▶ _Zadanie do wykonania 1_:
Jaką funkcję pełni Anna Łukaszewska-Trzeciakowska według tekstu źródłowego?

▶ _Tekst źródłowy_:
※ ※ ※

Reklama

Wiadomości

Nowa pełnomocnik rządu: musimy wzmacniać nasze sieci energetyczne

Fot. Pixabay
Fot. Pixabay

Musimy wzmacniać nasze sieci energetyczne. Absolutnym priorytetem jest, by one były przygotowane na zmieniający się miks energetyczny - powiedziała w poniedziałek Pełnomocnik Rządu do spraw Strategicznej Infrastruktury Energetycznej Anna Łukaszewska-Trzeciakowska.

Reklama

Łukaszewska-Trzeciakowska wzięła w poniedziałek udział w panelu dyskusyjnym w ramach 11. Ogólnopolskiego Szczytu Energetycznego OSE Gdańsk 2023. Dyskusja była poświęcona bezpieczeństwu energetycznemu Europy i rewizji europejskiej polityki energetycznej.

Reklama

„Musimy wzmacniać nasze sieci energetyczne. Absolutnym priorytetem jest to żeby one były przygotowane na zmieniający się miks energetyczny. On oczywiście nie zmieni się w ciągu godziny, ale zmieni się i zmienia się bardzo szybko, już w tej chwili to widzimy i te sieci muszą się również do tego dostosować" – powiedziała Anna Łukaszewska-Trzeciakowska.

„Musimy mieć w pamięci energetykę rozproszoną, udział OZE, prosumentów, mały atom, to wszystko musi się w sieci zmieścić, to jest pierwszy priorytet (...). Po drugie - gaz. Przeszliśmy tą zimę w miarę suchą stopą, bardzo dużo wysiłku nas to kosztowało, ale to wciąż nie jest zamknięty temat. Ten kryzys cały czas trwa" – wskazała.

Reklama

„Trzeci priorytet to jest atom. I to atom w dwóch wymiarach. Zarówno jeżeli chodzi o tą inwestycję państwową na Pomorzu, która wchodzi w decydującą fazę i trzeba się na tym bardzo mocno skupić, ale również atom rozproszony. Pan premier był w piątek w Kanadzie, obserwował jak SMR-y są przygotowywane, był na pierwszym placu budowy. To również jest przyszłość Polski" – dodała.

※ ※ ※

▶ _Zbiór danych_:
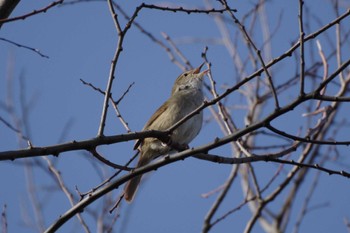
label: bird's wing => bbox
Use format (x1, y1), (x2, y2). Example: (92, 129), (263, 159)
(134, 101), (169, 150)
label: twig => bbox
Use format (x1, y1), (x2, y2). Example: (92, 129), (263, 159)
(298, 0), (305, 96)
(0, 0), (64, 24)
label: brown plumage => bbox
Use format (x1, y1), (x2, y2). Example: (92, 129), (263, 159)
(124, 63), (208, 202)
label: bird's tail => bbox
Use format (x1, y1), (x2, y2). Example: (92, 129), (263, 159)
(124, 154), (150, 203)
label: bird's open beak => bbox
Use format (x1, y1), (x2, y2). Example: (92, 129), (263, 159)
(193, 62), (209, 76)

※ ※ ※

▶ _Zadanie do wykonania 2_:
W rekordach, od ich początku do wiersza z „(124, 154), (150, 203)” włącznie, zamień „bbox” na „box”. Podaj te wiersze ponownie bez żadnych innych zmian i bez obrazów.

▶ _Wynik zadania 1_:
Jest Pełnomocnikiem Rządu do spraw Strategicznej Infrastruktury Energetycznej.

▶ _Wynik zadania 2_:
label: bird's wing => box
Use format (x1, y1), (x2, y2). Example: (92, 129), (263, 159)
(134, 101), (169, 150)
label: twig => box
Use format (x1, y1), (x2, y2). Example: (92, 129), (263, 159)
(298, 0), (305, 96)
(0, 0), (64, 24)
label: brown plumage => box
Use format (x1, y1), (x2, y2). Example: (92, 129), (263, 159)
(124, 63), (208, 202)
label: bird's tail => box
Use format (x1, y1), (x2, y2). Example: (92, 129), (263, 159)
(124, 154), (150, 203)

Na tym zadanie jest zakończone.